▶ Listed entries:
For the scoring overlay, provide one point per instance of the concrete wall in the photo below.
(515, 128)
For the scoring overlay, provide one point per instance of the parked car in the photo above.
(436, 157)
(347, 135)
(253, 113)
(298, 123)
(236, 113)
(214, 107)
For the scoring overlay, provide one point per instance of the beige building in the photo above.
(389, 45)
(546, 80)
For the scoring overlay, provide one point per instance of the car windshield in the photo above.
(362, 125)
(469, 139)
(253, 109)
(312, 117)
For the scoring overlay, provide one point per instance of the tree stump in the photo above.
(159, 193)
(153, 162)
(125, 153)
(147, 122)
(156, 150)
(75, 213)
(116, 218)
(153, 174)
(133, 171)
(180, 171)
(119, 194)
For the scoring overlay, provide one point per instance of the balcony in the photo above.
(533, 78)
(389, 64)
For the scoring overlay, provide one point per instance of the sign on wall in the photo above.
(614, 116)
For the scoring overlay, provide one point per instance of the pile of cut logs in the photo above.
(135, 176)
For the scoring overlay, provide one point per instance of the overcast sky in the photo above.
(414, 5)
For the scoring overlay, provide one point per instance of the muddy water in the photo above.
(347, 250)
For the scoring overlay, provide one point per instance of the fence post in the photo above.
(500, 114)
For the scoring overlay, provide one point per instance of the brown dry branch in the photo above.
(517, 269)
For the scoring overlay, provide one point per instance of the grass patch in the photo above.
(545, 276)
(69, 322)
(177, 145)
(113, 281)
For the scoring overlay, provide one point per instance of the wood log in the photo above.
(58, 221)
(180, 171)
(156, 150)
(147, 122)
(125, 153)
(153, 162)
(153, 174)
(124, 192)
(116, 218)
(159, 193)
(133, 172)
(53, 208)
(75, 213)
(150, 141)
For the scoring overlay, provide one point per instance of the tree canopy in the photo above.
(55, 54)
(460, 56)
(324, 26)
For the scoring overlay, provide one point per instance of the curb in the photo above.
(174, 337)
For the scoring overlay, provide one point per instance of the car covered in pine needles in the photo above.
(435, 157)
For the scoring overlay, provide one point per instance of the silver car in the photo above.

▶ Exercise aim: Can you repeat every one of the rows above, word for word and in the same order?

▶ Worked answer:
For the scoring overlay, provide one point per instance of the concrete wall in the photo below.
(515, 128)
For the scoring overlay, provide one point per instance of the parked car in the photo above.
(436, 157)
(347, 135)
(253, 113)
(298, 123)
(236, 113)
(214, 107)
For the scoring overlay, provide one point per instance of the beige building in the photo above.
(389, 45)
(546, 80)
For the scoring overlay, provide one point per instance of the car windshield in the photo above.
(362, 125)
(469, 139)
(253, 109)
(312, 117)
For the scoring overlay, provide one point per instance of the tree stump in the photo above.
(159, 193)
(153, 162)
(125, 153)
(147, 122)
(156, 150)
(75, 213)
(116, 218)
(153, 174)
(133, 171)
(180, 171)
(119, 194)
For the scoring overlay, provide one point per instance of the balcony in the photo above.
(533, 78)
(389, 64)
For the scoring overlay, provide one point per instance of the sign on wall in the photo above.
(614, 116)
For the scoring overlay, provide one point per instance of the pile of cut logs in the photo above.
(135, 176)
For the scoring overlay, provide one point per instance of the overcast sky in the photo above.
(414, 5)
For the scoring overlay, provide one point per instance of the muddy water in the photo above.
(347, 250)
For the scoring overlay, provide one point per instance of the fence post in the photo above.
(500, 114)
For the scoring overlay, provide one point per instance of the brown dry branch in the photo above.
(517, 269)
For the scoring overlay, provide one point per instance of the grass patch in the photo above.
(545, 276)
(69, 322)
(177, 145)
(113, 281)
For the scoring overlay, provide one point per instance of the wood log in the photo above.
(58, 221)
(180, 171)
(156, 150)
(147, 122)
(125, 153)
(153, 162)
(153, 174)
(124, 192)
(116, 218)
(159, 193)
(133, 172)
(53, 208)
(75, 213)
(150, 141)
For the scoring overlay, provide one point per instance of the tree canopy in the photo above.
(55, 54)
(460, 56)
(324, 26)
For the scoring overlay, provide one point per instance of the curb in the photo above.
(174, 337)
For the scoring overlay, provide one point per instance of the car covered in pine needles in the photo above.
(435, 157)
For the scoring overlay, provide one point per instance of the silver car in the photo above.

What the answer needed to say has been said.